What the exercise asks: Return each entry exactly, omitting nothing.

** Opening Source material block **

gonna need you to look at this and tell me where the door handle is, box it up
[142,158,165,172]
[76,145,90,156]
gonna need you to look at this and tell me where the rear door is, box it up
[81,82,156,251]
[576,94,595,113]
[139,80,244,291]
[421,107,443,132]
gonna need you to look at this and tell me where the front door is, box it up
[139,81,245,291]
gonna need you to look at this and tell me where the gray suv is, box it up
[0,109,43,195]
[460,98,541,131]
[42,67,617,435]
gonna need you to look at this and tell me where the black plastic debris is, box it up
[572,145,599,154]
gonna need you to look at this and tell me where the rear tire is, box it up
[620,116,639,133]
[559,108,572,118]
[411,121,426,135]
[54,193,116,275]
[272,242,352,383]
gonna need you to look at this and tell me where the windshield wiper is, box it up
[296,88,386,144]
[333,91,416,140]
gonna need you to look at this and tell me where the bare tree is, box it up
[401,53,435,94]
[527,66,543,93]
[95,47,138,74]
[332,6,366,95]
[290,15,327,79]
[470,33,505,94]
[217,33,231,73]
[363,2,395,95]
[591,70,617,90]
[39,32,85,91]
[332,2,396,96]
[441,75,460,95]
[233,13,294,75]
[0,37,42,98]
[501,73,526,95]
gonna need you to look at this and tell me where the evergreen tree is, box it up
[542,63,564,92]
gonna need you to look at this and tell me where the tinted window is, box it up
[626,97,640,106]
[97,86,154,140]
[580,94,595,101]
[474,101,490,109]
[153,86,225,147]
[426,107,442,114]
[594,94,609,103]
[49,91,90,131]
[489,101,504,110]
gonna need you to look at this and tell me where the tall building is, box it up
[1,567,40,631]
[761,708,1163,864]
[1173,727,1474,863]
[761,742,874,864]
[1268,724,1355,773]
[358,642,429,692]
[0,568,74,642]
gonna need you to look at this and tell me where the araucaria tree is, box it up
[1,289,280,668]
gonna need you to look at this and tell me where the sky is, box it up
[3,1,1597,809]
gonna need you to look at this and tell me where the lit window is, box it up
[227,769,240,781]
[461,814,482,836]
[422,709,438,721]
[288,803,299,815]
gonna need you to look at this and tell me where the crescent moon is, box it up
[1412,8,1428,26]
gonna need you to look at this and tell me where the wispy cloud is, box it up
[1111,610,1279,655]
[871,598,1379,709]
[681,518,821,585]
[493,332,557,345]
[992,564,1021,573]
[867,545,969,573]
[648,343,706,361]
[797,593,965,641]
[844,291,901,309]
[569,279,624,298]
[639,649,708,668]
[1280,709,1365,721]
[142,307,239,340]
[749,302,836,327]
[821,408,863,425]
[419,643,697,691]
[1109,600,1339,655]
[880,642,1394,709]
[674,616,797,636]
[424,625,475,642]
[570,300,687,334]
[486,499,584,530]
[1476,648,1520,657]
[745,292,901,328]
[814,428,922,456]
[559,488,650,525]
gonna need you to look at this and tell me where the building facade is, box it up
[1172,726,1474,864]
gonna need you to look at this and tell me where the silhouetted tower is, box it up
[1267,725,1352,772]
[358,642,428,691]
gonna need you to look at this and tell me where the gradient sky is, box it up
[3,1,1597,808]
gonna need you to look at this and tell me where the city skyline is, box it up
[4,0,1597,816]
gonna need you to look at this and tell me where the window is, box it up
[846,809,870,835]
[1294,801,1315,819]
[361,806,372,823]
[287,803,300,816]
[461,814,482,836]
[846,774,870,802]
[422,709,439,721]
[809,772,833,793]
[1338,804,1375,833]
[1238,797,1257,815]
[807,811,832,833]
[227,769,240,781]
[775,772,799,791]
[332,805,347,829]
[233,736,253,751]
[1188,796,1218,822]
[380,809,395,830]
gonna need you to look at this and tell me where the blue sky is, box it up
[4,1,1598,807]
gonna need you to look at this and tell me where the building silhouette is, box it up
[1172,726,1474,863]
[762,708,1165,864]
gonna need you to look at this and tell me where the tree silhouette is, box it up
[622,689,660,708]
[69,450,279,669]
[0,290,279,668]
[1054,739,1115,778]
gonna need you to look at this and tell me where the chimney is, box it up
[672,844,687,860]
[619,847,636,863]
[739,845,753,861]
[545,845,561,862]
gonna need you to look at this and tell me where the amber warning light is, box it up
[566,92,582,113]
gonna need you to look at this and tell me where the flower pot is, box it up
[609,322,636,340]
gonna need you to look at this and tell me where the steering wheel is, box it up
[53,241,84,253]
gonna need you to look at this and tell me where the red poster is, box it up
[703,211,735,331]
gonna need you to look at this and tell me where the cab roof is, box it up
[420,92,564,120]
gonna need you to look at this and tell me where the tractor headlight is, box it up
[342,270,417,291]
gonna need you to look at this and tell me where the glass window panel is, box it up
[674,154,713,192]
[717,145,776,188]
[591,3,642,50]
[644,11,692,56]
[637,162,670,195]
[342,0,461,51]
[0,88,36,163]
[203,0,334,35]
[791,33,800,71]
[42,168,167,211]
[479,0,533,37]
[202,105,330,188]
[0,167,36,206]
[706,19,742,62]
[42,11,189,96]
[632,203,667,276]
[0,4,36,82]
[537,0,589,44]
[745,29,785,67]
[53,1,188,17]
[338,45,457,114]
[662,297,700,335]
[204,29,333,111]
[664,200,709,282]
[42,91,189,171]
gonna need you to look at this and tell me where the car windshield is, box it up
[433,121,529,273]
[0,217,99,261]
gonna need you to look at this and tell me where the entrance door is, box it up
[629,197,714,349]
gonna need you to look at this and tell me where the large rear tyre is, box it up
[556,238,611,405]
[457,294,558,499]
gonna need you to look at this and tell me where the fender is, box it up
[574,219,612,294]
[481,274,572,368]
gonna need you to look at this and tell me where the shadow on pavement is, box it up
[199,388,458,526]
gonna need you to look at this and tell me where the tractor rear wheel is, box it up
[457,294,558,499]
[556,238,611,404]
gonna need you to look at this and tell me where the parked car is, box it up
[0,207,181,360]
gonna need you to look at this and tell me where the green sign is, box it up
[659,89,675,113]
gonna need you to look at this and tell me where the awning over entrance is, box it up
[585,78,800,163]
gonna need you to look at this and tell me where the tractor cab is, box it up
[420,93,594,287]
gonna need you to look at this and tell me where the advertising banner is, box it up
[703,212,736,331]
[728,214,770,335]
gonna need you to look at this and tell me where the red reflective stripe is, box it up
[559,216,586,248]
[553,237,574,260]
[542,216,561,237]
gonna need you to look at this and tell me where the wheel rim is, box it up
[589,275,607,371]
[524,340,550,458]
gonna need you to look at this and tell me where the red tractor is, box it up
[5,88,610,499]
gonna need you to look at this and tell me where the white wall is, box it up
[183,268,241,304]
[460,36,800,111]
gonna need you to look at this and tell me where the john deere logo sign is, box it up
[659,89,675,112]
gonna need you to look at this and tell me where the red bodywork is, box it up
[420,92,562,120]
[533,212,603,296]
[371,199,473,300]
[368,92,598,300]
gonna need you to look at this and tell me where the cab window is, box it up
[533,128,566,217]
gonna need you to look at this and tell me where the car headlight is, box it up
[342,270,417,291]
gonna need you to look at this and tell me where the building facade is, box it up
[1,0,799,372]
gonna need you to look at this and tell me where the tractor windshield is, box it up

** Closing Source material block **

Answer section:
gonna need you to look at this and tell me where the door handle is, box it up
[142,158,165,172]
[76,145,90,156]
gonna need you to look at this and tell me where the rear door is, box it up
[81,82,156,251]
[576,94,595,113]
[139,80,244,291]
[421,107,443,132]
gonna need you to look at this and tell me where the front door is, box it up
[139,81,245,291]
gonna need you to look at this and tell me where the gray suv is, box it up
[0,109,43,195]
[460,98,541,131]
[42,67,617,435]
gonna need you to look at this and tell me where the black plastic debris is, box it up
[572,145,599,154]
gonna need you to look at this and tell me where the rear tire is, box it up
[620,116,639,133]
[559,108,572,118]
[411,121,426,135]
[54,193,116,275]
[272,242,352,383]
gonna need you to look at this and tell me where the windshield wiper is, box it up
[296,88,386,144]
[333,91,416,140]
gonna need you to look at this and tell me where the bare tree is, box it up
[401,53,435,94]
[527,66,543,93]
[95,47,138,74]
[332,6,366,95]
[290,15,327,79]
[470,33,505,94]
[217,33,231,73]
[363,2,395,95]
[591,70,617,90]
[39,32,85,91]
[332,2,396,96]
[441,75,460,95]
[233,13,294,75]
[0,37,42,98]
[501,73,526,95]
gonna need you to look at this and tell me where the evergreen tree is, box it up
[542,63,564,92]
gonna need you to look at this and tell me where the tinted window is, box it up
[626,97,640,106]
[97,86,154,140]
[580,94,595,101]
[474,101,490,109]
[153,86,225,147]
[426,107,442,114]
[594,94,609,103]
[49,91,90,131]
[489,101,504,110]
gonna need you to look at this and tell me where the tall building is, box it up
[1,567,40,631]
[761,708,1163,864]
[1173,727,1474,863]
[761,742,874,864]
[1268,724,1355,773]
[358,642,429,692]
[0,568,74,642]
gonna need you to look at this and tell me where the araucaria tree is, box it up
[1,289,280,668]
gonna need you to look at this and tell me where the sky is, box it up
[3,1,1597,809]
gonna need you to look at this and tell me where the lit window is, box it up
[227,769,240,781]
[461,814,482,836]
[422,709,438,721]
[288,803,299,815]
gonna need you to look at this and tell me where the crescent moon is, box it up
[1412,8,1428,26]
gonna need you to look at this and tell me where the wispy cloud is, box it up
[1111,610,1279,655]
[871,598,1379,709]
[681,518,821,585]
[493,332,557,345]
[992,564,1021,573]
[867,545,969,573]
[648,343,706,361]
[797,593,965,641]
[844,291,901,309]
[569,279,624,298]
[639,649,708,668]
[1280,709,1365,721]
[142,307,239,340]
[749,302,836,327]
[821,408,863,425]
[419,643,697,691]
[1109,600,1339,655]
[880,642,1394,709]
[674,616,797,636]
[424,625,475,642]
[570,300,687,334]
[486,499,584,530]
[1476,648,1520,657]
[745,292,901,328]
[814,428,922,456]
[559,488,650,525]
gonna need you to look at this and tell me where the building facade is, box it up
[1172,726,1474,864]
gonna need you to look at this and tell me where the silhouetted tower is, box it up
[1267,725,1352,772]
[358,642,428,691]
gonna need you to look at this and tell me where the gradient sky is, box it up
[3,1,1597,808]
gonna need you to look at this and tell me where the city skyline is, box it up
[4,0,1597,816]
gonna need you to look at this and tell me where the window is, box it up
[846,809,870,835]
[1294,801,1315,819]
[361,806,372,823]
[287,803,300,816]
[461,814,482,836]
[846,774,870,802]
[422,709,439,721]
[809,772,833,793]
[1338,804,1375,833]
[1238,797,1257,815]
[807,811,832,833]
[227,769,240,781]
[775,772,799,791]
[332,805,347,829]
[233,736,253,751]
[1188,796,1218,822]
[380,809,395,830]
gonna need you to look at this and tell me where the blue sky is, box it up
[4,1,1598,807]
gonna need you to look at this and tell me where the building silhouette is, box it up
[1172,726,1474,863]
[762,708,1165,864]
gonna need you to look at this and tell me where the tree silhouette is, box it up
[622,689,660,708]
[69,450,279,669]
[0,290,279,668]
[1054,739,1115,778]
gonna need you to look at this and tell me where the chimney is, box it up
[672,844,687,860]
[619,847,636,863]
[739,845,753,861]
[545,845,561,862]
gonna need you to look at this and tell me where the amber warning light is, box it up
[566,92,582,113]
gonna need you to look at this and tell me where the flower pot is, box it up
[609,322,636,340]
gonna need you to look at this and tell me where the steering wheel is, box it up
[53,241,84,253]
gonna need you to look at this and tell me where the red poster is, box it up
[703,211,735,331]
gonna need you to look at this and tell me where the cab roof is, box it up
[420,92,564,120]
gonna need you to look at this and tell me where the tractor headlight is, box it up
[342,270,417,291]
gonna need you to look at this and tell me where the glass window panel is, box it up
[674,154,713,192]
[717,145,776,188]
[591,3,642,50]
[644,11,692,56]
[637,162,670,195]
[342,0,461,51]
[0,88,36,163]
[203,0,334,35]
[791,33,800,71]
[42,168,167,211]
[479,0,533,37]
[202,105,330,188]
[0,167,36,206]
[706,19,742,62]
[42,11,189,96]
[632,203,667,276]
[0,4,36,82]
[537,0,589,44]
[745,29,785,67]
[53,1,188,17]
[338,45,457,114]
[662,297,700,335]
[204,29,333,111]
[664,200,709,282]
[42,91,189,171]
gonna need you to look at this and tell me where the car windshield is, box it up
[433,121,529,273]
[0,217,99,261]
gonna need you to look at this and tell me where the entrance door is, box it up
[629,197,714,349]
gonna need you to look at this and tell me where the large rear tyre is, box it up
[556,238,611,405]
[457,294,558,499]
gonna need you to look at this and tell me where the fender is, box it up
[574,219,612,294]
[481,274,572,368]
gonna need you to look at this and tell me where the shadow on pavement is, box it up
[199,388,458,526]
gonna need you to look at this and tell me where the tractor rear wheel is, box it up
[457,294,558,499]
[556,238,611,404]
gonna need you to look at this and tell me where the parked car is, box it up
[0,207,181,360]
gonna need you to look at this and tell me where the green sign is, box it up
[659,89,675,113]
gonna need you to look at this and tell me where the awning over entrance is, box it up
[585,78,800,163]
gonna need you to look at this and tell me where the tractor cab is, box it up
[420,93,594,287]
gonna need you to look at this and tell me where the advertising banner is, box it up
[703,212,736,331]
[728,214,770,335]
gonna need you to look at this and tell me where the red reflective stripe is, box it up
[559,216,586,248]
[553,237,574,260]
[542,216,561,237]
gonna need you to look at this and tell me where the wheel rim is, box it up
[589,275,607,371]
[524,340,550,458]
gonna need you to look at this and tell me where the red tractor is, box it up
[5,88,610,499]
gonna need you to look at this and tell me where the white wall is, box it up
[183,268,241,304]
[460,36,800,111]
gonna need you to look at this and tell me where the john deere logo sign is, box it up
[659,89,675,112]
gonna need you to look at this and tell me where the red bodywork is, box it up
[420,92,562,120]
[533,212,603,296]
[371,199,473,300]
[368,92,598,300]
gonna need you to look at this and tell me where the cab window is, box it up
[533,128,566,217]
gonna need you to look at this and tell me where the car headlight is, box it up
[342,270,417,291]
gonna need you to look at this and tell me where the building facade is, box it up
[1,0,799,372]
gonna need you to look at this and tell me where the tractor windshield is, box it up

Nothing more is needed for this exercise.